-- Activity --
From the records below, copy out exactly the lines from the one containing "182H394L383 306L414 308L405" to the one containing "positive clicks: (856, 307) (960, 299)", both included. Add nothing else.

=== Exercise data ===

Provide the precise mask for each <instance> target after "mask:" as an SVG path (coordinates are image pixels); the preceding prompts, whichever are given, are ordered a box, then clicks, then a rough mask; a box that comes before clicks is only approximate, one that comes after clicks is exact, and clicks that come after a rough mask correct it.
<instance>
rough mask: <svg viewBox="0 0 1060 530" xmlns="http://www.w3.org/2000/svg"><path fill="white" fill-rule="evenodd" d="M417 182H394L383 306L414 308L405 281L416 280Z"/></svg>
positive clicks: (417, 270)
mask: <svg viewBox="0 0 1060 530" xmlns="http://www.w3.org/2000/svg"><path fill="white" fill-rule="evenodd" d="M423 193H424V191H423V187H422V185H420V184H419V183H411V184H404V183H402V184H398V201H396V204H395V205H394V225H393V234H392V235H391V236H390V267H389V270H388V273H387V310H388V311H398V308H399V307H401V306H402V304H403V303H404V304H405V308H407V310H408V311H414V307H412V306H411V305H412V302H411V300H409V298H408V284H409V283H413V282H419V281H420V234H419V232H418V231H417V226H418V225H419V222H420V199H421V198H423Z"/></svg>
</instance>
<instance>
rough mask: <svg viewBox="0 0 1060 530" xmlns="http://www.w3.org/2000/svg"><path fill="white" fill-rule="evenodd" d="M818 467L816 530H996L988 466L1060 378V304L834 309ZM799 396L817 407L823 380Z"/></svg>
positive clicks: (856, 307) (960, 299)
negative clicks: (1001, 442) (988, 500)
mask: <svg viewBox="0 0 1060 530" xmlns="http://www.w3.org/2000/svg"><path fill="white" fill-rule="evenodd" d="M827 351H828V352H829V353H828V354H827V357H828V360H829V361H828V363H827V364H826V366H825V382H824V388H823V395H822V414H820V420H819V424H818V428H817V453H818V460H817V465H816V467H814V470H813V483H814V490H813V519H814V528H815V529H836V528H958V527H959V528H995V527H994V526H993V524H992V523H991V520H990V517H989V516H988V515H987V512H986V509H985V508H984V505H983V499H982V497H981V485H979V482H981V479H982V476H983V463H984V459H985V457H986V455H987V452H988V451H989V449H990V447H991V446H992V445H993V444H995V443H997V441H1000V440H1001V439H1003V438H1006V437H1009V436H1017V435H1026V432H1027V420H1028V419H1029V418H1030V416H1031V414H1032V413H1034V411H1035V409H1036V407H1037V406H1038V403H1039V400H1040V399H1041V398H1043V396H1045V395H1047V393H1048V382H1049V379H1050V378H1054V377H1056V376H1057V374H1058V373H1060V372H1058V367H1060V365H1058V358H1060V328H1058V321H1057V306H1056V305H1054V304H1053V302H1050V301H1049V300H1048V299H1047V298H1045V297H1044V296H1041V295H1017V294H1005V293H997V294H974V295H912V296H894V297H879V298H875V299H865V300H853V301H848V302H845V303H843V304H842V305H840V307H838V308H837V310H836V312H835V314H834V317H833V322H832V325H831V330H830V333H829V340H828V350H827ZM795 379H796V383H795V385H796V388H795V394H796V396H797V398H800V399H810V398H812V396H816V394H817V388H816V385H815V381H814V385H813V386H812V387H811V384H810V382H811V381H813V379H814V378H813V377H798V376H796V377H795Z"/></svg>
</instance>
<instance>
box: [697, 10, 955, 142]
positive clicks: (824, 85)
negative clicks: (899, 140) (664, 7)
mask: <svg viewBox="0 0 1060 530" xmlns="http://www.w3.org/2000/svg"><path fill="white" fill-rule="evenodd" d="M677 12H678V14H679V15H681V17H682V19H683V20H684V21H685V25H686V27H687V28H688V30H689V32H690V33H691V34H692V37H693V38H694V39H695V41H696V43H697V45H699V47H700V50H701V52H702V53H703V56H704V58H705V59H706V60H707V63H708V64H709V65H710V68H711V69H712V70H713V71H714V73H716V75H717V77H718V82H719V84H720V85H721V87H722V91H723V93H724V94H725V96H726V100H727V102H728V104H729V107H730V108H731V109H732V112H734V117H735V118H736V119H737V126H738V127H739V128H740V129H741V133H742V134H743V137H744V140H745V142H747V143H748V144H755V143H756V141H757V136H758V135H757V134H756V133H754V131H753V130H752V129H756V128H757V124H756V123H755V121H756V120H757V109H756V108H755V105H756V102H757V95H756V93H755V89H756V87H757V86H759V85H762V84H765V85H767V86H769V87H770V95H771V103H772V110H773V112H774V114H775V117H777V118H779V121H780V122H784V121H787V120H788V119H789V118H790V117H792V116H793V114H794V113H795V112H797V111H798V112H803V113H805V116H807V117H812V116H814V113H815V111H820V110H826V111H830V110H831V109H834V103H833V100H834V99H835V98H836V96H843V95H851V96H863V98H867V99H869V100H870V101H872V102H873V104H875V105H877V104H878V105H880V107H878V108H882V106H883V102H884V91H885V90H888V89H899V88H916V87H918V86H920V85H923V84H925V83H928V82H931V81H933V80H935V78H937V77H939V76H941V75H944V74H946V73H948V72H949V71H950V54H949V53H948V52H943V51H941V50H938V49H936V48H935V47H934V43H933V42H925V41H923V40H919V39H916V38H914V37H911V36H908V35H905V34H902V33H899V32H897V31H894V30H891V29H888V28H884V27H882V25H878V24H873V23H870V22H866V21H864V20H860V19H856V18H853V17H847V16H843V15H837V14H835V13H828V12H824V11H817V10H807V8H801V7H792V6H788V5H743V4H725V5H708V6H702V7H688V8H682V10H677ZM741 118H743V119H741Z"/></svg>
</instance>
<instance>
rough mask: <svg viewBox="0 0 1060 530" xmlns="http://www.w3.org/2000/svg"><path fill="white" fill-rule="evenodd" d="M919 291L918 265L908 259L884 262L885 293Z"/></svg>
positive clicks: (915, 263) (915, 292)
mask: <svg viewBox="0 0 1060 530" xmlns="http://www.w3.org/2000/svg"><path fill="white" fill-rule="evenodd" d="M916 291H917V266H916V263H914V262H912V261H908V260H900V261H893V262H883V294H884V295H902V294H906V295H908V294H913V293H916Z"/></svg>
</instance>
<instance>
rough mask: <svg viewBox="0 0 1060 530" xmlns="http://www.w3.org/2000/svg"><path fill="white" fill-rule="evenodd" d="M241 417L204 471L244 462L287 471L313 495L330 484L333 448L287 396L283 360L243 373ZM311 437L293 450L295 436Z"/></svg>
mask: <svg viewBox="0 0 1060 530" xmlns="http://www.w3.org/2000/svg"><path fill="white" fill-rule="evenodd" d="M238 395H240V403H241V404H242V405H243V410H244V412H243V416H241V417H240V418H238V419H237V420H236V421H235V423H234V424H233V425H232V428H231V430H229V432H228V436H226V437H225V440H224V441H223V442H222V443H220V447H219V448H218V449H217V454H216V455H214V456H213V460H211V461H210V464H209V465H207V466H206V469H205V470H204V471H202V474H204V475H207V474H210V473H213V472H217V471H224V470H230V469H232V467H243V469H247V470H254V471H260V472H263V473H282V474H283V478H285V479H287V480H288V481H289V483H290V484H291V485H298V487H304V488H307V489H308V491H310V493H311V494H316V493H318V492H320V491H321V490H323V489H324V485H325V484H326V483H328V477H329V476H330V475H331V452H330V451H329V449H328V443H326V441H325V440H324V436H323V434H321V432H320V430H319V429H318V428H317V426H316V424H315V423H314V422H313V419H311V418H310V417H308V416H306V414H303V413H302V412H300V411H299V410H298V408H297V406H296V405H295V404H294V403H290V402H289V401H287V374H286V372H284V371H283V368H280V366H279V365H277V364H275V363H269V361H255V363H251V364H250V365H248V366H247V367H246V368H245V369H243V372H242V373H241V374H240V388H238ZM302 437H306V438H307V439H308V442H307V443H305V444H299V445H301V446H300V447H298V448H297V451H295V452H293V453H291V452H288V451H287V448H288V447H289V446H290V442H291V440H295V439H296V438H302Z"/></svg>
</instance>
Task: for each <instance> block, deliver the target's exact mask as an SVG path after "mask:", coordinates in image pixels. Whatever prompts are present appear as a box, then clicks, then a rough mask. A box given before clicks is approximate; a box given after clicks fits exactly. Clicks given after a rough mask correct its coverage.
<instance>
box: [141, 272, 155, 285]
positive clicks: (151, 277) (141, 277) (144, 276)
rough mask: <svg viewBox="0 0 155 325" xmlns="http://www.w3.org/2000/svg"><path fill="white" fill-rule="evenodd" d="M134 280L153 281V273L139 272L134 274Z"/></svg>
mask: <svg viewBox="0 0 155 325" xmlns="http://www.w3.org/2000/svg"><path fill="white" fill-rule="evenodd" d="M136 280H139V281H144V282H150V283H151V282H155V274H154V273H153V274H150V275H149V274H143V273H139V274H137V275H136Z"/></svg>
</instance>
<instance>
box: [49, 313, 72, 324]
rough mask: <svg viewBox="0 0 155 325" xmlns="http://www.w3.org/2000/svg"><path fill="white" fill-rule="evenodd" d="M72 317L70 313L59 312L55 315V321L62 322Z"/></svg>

===

-- Response area --
rough mask: <svg viewBox="0 0 1060 530" xmlns="http://www.w3.org/2000/svg"><path fill="white" fill-rule="evenodd" d="M417 182H394L383 306L414 308L405 281L416 280Z"/></svg>
positive clicks: (417, 270)
mask: <svg viewBox="0 0 1060 530" xmlns="http://www.w3.org/2000/svg"><path fill="white" fill-rule="evenodd" d="M423 193H424V191H423V187H422V185H420V184H419V183H411V184H404V183H402V184H398V201H396V204H395V205H394V225H393V234H392V235H391V236H390V267H389V270H388V273H387V310H388V311H398V308H399V307H401V306H402V304H403V303H404V304H405V308H407V310H408V311H414V307H412V306H411V305H412V302H411V300H409V298H408V284H409V283H413V282H419V281H420V234H419V232H418V231H417V226H418V225H419V222H420V199H421V198H423Z"/></svg>
</instance>
<instance>
rough mask: <svg viewBox="0 0 1060 530" xmlns="http://www.w3.org/2000/svg"><path fill="white" fill-rule="evenodd" d="M818 467L816 530H996L988 466L1060 378V304L834 309ZM799 396L817 407L823 380Z"/></svg>
positive clicks: (856, 307) (960, 299)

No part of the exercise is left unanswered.